Records for the exercise ▸
----------
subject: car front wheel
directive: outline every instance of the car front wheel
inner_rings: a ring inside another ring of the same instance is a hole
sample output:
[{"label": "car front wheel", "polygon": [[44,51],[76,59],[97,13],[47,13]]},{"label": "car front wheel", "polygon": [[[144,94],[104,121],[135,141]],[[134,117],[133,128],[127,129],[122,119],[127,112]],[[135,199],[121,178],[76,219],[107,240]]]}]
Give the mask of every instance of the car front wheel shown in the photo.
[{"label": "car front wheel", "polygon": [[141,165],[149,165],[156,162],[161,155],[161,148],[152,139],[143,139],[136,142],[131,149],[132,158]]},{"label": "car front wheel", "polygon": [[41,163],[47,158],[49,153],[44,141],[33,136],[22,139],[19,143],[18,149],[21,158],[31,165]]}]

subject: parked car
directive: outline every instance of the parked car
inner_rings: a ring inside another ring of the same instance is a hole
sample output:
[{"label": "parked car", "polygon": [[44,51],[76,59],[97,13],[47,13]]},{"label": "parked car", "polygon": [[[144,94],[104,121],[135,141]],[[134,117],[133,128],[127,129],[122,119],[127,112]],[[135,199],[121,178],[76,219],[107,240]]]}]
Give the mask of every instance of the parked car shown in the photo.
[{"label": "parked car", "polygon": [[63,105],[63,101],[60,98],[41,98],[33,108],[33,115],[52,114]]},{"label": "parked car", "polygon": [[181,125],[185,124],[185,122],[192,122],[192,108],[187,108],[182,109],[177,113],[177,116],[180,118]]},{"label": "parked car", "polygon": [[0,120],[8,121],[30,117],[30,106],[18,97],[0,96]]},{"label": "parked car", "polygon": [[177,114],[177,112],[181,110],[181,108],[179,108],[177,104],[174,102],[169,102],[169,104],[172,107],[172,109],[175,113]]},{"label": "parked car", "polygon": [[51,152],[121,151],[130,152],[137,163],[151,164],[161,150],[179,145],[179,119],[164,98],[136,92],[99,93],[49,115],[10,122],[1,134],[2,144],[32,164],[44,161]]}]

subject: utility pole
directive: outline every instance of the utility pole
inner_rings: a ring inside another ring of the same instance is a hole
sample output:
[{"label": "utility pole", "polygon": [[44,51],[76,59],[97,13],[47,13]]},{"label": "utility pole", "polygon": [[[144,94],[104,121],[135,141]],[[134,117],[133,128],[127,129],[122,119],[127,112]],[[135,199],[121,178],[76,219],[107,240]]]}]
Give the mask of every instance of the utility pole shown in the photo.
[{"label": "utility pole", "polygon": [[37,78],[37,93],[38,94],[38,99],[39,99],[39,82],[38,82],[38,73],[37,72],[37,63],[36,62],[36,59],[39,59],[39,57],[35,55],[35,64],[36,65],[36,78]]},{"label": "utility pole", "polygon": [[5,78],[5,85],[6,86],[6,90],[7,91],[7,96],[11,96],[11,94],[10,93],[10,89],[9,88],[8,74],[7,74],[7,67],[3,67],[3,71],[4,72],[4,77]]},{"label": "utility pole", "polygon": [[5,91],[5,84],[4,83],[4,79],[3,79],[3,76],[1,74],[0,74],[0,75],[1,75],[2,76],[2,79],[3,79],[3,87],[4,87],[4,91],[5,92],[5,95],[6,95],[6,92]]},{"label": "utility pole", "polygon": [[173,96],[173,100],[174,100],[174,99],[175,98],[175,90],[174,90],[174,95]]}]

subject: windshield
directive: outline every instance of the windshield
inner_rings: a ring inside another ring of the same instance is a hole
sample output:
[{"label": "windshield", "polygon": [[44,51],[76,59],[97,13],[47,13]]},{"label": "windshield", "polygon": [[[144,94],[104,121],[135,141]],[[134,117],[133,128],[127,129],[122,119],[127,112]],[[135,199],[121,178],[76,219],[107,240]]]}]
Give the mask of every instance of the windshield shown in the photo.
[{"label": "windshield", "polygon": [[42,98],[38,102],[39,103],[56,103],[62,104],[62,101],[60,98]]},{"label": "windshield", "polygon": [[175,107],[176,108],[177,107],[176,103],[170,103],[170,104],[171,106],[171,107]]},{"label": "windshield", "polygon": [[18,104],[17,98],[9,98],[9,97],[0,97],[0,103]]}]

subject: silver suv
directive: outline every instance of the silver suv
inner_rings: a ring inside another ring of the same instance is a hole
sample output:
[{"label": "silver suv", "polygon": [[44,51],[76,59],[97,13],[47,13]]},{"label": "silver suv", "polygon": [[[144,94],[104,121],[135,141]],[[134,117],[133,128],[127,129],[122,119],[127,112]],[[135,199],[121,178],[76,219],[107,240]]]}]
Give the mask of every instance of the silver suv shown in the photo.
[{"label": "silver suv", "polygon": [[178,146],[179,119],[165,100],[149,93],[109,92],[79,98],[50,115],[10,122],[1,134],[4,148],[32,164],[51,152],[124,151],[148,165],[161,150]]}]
----------
Reproduce the rows between the line holding "subject: windshield" and the end of the rows, inclusive, requests included. Scale every polygon coordinate in the answers by 0.95 and round to whole numbers with halves rounded up, leaving the requests and their sample outputs unchanged.

subject: windshield
directive: outline every instance of the windshield
inner_rings: a ring inside another ring of the same instance is a hole
sample output:
[{"label": "windshield", "polygon": [[44,51],[76,59],[97,13],[47,13]]},{"label": "windshield", "polygon": [[[144,94],[104,121],[135,141]],[[134,117],[133,128],[127,129],[122,119],[127,112]],[[135,199],[121,178],[76,219],[107,240]]]}]
Give the mask of every instance of the windshield shown in the photo.
[{"label": "windshield", "polygon": [[40,93],[36,97],[37,98],[53,98],[59,99],[59,96],[57,93]]},{"label": "windshield", "polygon": [[166,102],[167,103],[168,102],[167,98],[162,98],[162,99],[162,101],[162,102]]},{"label": "windshield", "polygon": [[17,99],[16,93],[9,93],[9,92],[0,92],[0,98]]}]

subject: silver suv
directive: outline every instance of the silver suv
inner_rings: a ring inside another ring of the same instance is a hole
sample output:
[{"label": "silver suv", "polygon": [[44,51],[76,59],[97,13],[47,13]]},{"label": "silver suv", "polygon": [[[144,94],[104,121],[135,141]],[[134,117],[133,128],[127,129],[122,119],[127,112]],[[135,199],[121,178],[76,219],[107,240]]]}]
Give the mask of every instance of the silver suv shown in the photo.
[{"label": "silver suv", "polygon": [[169,139],[170,113],[157,95],[142,88],[104,87],[75,93],[48,109],[10,116],[1,127],[4,141],[30,156],[48,144],[118,143],[141,157],[153,143]]}]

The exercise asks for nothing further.